Jobs —
(a) Copy the piece on eco-friendly wine word for word, beginning at the words that have "Benzigerwine Not unless" and stopping after "is sulfite free.)".
(b) Proceed with the piece on eco-friendly wine, picking up right after its final sentence.

Supplied text —

Sure, it’s made from grapes. But does that make wine eco-friendly?



Benzigerwine Not unless those grapes are grown organically; and if they're grown locally, even better (Ideal Bite claims that "a local wine always trumps an organic one if it's shipped from far away." In fact, they report that the average wine shipment adds over 3 million pounds of CO2 emissions into the air – that's like 994 round-trip flights from France to Napa!)  

Here's specifically what to look for when shopping for organic or eco-friendly wine:

"USDA-certified organic" means that the wine was produced without herbicides and pesticides and with no added sulfites, preservatives that help wine maintain its color and taste but that can cause serious allergic reactions and headaches in susceptible people. (Sulfites occur naturally, so no wine is sulfite free.)

"Made from organically grown grapes" means grapes were grown without pesticides or chemicals; some sulfites may have been added as a preservative. If you're allergic, read the label carefully.

"Sustainable" may indicate the vineyard practices pesticide-free viticulture, using sheep to suppress weeds and owls to kill rodents. However, "sustainable" is not as meaningful as "organic" unless it is backed up by independent third-party certification.

Dataset rows —
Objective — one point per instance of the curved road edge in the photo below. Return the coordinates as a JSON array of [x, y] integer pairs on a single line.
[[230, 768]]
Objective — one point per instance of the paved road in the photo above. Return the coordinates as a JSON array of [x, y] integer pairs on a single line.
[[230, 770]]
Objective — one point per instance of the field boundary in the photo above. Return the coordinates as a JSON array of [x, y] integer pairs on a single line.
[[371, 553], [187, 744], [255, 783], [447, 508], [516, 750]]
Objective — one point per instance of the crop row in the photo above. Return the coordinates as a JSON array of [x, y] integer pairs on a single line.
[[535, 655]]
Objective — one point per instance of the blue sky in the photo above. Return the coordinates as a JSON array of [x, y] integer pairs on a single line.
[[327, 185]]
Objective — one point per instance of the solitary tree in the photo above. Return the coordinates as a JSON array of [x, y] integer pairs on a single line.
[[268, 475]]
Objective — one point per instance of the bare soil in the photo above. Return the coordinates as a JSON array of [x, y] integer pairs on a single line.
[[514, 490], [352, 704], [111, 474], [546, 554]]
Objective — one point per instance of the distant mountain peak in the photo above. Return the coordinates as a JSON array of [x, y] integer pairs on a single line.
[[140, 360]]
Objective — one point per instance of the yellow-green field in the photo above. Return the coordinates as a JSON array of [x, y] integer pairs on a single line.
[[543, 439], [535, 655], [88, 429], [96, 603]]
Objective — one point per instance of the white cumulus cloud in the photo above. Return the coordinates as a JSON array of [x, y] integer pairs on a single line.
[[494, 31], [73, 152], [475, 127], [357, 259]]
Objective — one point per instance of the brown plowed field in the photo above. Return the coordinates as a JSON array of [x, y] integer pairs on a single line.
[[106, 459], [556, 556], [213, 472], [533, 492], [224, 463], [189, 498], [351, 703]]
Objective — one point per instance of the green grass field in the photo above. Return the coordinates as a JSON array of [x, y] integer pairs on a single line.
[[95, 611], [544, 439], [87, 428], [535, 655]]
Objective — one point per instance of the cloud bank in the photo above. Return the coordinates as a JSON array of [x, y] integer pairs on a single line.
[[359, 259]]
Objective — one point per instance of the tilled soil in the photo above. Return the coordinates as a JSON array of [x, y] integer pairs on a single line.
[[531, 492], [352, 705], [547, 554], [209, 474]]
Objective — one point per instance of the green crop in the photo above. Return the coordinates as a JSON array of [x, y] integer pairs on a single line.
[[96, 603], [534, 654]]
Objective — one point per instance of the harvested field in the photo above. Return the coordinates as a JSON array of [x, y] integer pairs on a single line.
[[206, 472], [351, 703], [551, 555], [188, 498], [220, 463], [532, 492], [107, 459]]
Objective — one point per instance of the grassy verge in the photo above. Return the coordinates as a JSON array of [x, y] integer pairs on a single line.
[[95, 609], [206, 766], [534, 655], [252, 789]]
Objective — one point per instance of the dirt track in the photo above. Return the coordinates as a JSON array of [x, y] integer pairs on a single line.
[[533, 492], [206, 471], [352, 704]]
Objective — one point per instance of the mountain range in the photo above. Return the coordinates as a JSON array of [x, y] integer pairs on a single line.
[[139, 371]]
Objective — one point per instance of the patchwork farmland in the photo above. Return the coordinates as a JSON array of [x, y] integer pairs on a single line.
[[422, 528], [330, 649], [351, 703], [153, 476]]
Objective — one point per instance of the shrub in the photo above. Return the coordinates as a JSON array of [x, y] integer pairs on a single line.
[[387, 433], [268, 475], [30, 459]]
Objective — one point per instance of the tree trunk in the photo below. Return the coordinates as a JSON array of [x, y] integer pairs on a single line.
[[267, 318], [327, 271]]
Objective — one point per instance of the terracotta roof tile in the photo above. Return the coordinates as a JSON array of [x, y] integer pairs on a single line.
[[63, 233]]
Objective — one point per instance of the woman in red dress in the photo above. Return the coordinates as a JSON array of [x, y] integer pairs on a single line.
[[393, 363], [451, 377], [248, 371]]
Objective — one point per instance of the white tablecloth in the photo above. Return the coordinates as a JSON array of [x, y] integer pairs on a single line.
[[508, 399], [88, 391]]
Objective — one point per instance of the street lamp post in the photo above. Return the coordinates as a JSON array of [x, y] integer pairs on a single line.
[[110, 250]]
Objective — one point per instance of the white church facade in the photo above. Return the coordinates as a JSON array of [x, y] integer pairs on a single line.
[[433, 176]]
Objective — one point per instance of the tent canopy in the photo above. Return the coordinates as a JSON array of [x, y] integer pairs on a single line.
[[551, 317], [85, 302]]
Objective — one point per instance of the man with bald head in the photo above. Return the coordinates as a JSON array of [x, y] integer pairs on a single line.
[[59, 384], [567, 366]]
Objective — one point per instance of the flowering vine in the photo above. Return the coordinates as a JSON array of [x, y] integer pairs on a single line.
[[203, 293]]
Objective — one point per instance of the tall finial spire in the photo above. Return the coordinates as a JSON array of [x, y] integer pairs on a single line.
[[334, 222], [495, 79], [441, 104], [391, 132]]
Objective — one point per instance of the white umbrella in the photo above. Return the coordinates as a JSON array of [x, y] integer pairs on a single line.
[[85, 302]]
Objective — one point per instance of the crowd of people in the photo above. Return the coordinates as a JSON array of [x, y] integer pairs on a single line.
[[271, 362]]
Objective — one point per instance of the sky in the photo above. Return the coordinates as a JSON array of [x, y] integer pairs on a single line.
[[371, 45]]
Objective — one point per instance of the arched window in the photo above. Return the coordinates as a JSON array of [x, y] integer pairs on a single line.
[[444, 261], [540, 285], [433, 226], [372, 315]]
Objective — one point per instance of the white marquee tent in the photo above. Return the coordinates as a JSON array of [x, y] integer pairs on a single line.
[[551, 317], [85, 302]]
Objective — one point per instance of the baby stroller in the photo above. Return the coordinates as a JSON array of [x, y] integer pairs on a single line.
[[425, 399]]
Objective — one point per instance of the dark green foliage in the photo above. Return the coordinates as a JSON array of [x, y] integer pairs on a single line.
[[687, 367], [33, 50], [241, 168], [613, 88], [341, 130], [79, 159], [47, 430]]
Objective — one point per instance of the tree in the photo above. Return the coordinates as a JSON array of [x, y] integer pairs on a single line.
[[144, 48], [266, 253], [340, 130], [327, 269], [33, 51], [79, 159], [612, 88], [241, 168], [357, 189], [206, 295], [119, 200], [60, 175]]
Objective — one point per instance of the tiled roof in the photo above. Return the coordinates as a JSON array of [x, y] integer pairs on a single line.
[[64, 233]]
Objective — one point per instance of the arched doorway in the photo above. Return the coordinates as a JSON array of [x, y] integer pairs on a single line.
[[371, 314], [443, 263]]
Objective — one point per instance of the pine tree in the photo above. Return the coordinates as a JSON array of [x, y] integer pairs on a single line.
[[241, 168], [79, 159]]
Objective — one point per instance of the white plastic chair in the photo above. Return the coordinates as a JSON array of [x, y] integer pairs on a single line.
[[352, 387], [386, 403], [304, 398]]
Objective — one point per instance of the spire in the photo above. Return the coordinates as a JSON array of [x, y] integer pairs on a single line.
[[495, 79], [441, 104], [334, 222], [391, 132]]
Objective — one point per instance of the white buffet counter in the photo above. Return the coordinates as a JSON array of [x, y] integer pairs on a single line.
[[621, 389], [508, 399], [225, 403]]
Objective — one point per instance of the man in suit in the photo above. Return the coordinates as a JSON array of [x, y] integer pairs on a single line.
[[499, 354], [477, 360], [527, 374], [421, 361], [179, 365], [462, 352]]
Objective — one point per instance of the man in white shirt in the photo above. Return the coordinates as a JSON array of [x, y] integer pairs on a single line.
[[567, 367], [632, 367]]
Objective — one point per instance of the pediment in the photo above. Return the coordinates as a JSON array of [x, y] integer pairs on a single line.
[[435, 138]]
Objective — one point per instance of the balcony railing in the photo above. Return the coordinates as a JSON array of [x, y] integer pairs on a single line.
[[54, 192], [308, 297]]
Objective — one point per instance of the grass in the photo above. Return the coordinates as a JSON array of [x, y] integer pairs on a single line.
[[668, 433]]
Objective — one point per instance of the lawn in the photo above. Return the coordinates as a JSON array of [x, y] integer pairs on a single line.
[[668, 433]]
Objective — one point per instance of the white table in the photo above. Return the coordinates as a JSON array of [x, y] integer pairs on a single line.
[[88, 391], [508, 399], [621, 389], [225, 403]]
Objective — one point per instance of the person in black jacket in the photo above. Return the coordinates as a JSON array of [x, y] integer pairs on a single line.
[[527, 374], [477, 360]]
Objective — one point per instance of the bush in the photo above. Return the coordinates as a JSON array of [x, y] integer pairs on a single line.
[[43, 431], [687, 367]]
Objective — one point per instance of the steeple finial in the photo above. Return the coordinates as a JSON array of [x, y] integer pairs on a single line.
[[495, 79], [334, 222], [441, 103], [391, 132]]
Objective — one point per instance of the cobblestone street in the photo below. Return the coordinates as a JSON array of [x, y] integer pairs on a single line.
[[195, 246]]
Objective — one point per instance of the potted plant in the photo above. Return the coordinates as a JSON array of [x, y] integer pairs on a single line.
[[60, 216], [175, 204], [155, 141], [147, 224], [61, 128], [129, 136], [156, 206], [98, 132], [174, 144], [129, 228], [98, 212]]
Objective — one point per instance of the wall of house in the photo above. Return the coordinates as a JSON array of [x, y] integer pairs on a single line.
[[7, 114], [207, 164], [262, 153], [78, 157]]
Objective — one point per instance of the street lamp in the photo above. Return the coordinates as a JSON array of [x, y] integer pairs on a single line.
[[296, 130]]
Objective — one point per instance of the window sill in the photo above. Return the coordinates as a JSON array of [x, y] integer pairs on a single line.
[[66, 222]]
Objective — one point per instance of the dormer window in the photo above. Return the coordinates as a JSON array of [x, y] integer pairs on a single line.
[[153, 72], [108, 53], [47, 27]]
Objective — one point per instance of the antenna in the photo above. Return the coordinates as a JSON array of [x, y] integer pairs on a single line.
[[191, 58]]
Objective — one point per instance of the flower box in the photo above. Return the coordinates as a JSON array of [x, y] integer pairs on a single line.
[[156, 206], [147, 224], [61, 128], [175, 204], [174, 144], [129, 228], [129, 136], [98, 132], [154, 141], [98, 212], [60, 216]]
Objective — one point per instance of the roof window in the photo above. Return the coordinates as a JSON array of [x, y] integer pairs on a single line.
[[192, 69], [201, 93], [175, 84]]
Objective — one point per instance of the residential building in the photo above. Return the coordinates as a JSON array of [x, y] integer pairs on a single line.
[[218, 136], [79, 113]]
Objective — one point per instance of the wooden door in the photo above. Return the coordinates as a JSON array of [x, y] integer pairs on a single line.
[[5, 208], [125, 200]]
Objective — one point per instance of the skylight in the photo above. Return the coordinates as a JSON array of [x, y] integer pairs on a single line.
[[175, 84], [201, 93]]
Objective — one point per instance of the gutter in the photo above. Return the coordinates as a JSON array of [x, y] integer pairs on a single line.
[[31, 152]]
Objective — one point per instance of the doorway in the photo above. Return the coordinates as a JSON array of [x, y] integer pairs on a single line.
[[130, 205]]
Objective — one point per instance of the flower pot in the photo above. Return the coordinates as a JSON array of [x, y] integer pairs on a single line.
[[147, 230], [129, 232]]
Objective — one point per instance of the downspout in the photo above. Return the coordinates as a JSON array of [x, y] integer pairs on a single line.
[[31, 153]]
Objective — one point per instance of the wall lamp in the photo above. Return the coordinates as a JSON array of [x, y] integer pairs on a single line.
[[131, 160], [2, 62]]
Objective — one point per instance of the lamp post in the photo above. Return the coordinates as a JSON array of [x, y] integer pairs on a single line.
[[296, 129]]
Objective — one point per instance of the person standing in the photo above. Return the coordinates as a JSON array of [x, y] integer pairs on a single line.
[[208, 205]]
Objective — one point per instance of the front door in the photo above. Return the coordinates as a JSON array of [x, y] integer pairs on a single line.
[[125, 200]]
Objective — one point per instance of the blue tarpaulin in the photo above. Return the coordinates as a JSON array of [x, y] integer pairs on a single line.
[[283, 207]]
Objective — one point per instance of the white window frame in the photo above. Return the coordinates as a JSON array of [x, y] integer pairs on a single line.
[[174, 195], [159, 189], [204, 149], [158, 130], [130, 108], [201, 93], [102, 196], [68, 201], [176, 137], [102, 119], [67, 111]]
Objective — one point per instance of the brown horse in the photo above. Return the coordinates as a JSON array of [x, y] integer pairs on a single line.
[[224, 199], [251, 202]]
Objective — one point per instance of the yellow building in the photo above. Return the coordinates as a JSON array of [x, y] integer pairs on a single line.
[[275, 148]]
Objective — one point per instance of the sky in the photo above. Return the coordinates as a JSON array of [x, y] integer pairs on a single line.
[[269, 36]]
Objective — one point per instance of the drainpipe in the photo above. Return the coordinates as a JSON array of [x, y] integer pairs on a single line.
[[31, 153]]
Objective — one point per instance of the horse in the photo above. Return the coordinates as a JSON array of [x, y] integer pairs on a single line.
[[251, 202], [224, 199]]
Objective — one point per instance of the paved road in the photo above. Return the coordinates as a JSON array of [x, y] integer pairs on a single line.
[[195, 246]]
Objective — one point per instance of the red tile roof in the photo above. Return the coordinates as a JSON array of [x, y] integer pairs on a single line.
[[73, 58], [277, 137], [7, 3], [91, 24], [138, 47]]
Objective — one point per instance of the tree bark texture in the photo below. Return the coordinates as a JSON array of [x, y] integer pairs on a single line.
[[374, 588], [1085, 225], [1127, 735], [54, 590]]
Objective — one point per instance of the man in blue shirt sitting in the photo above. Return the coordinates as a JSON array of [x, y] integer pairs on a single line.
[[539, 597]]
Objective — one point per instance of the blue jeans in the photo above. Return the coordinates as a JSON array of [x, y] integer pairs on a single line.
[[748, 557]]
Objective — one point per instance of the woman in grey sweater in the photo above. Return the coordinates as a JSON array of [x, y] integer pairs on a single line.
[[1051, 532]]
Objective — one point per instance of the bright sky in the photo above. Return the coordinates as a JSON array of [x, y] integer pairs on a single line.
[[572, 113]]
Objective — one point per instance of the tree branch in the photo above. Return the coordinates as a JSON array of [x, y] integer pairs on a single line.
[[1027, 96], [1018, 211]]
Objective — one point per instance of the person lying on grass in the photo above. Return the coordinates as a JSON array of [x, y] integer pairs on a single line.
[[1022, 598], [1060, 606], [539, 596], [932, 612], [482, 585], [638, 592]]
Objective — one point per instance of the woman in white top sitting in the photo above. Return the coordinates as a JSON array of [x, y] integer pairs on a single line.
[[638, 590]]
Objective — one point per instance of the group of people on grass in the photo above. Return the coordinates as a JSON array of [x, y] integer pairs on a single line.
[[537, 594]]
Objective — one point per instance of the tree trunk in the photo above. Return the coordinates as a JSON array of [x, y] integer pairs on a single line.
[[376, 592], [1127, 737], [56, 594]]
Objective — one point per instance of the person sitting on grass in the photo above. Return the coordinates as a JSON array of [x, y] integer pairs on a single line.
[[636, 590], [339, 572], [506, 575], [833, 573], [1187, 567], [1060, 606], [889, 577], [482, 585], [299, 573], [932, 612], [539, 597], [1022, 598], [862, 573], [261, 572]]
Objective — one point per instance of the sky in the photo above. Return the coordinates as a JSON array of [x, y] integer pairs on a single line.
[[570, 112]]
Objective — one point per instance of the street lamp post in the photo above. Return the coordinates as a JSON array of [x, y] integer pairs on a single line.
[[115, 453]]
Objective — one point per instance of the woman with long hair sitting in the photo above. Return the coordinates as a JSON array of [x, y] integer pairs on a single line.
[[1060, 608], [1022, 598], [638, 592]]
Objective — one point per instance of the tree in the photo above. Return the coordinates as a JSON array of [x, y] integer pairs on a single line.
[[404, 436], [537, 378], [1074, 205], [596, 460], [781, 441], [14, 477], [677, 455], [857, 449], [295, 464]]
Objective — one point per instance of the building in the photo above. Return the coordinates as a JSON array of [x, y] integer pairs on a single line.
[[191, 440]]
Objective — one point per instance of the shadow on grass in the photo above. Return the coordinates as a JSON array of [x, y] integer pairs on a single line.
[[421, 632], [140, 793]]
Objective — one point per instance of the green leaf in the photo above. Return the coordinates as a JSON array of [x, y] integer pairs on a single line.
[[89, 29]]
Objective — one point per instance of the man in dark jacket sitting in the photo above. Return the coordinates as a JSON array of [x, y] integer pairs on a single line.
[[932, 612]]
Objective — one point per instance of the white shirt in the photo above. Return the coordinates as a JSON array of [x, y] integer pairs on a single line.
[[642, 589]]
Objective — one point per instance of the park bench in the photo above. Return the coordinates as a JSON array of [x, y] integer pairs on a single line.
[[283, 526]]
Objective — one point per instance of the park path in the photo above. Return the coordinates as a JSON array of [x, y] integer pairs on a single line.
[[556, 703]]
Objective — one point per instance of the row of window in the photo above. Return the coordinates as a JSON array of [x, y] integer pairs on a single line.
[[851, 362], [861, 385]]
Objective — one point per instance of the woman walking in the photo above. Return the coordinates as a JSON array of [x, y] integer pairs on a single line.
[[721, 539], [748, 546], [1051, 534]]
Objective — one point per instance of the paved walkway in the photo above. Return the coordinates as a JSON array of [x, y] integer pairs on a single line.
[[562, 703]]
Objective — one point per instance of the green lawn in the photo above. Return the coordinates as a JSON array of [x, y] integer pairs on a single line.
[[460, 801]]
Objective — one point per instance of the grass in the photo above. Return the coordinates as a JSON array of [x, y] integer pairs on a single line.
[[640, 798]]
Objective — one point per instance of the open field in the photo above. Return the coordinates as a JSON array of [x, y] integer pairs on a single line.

The responses —
(a)
Benzigerwine Not unless those grapes are grown organically; and if they're grown locally, even better (Ideal Bite claims that "a local wine always trumps an organic one if it's shipped from far away." In fact, they report that the average wine shipment adds over 3 million pounds of CO2 emissions into the air – that's like 994 round-trip flights from France to Napa!)  

Here's specifically what to look for when shopping for organic or eco-friendly wine:

"USDA-certified organic" means that the wine was produced without herbicides and pesticides and with no added sulfites, preservatives that help wine maintain its color and taste but that can cause serious allergic reactions and headaches in susceptible people. (Sulfites occur naturally, so no wine is sulfite free.)

(b)
"Biodynamic" practices rely on viticulture techniques that build healthy soil and keep the vineyard in tune with the cycles of the sun, moon, and planets. When certified by the Demeter Association, it's safe to assume the vineyard met standards for biodynamic production.

Whether you're having a party or just want to enjoy wine with dinner, these organic brands are worth a taste:

Benziger (biodynamic-California; shown in picture above)

Ca'del Solo (biodynamic-California)

Cullen (organic-Western Australia)

Emiliana (organic-Chile)

Four Gates (organic, kosher-California)

Frey Vineyards (organic-California)

Frog's Leap (organic-California)

Grgich Hills (biodynamic-California)

Santa Julia (organic-Argentina)

Sobon Estate (organic-California)

Yarden Chardonnay (organic, kosher-Golan Heights)

But don't forget to look locally first. All 50 states produce wine.

Want more options? Visit  Trade Organic Wine.

Our guide to green party planning guide will help, too.

Enjoy!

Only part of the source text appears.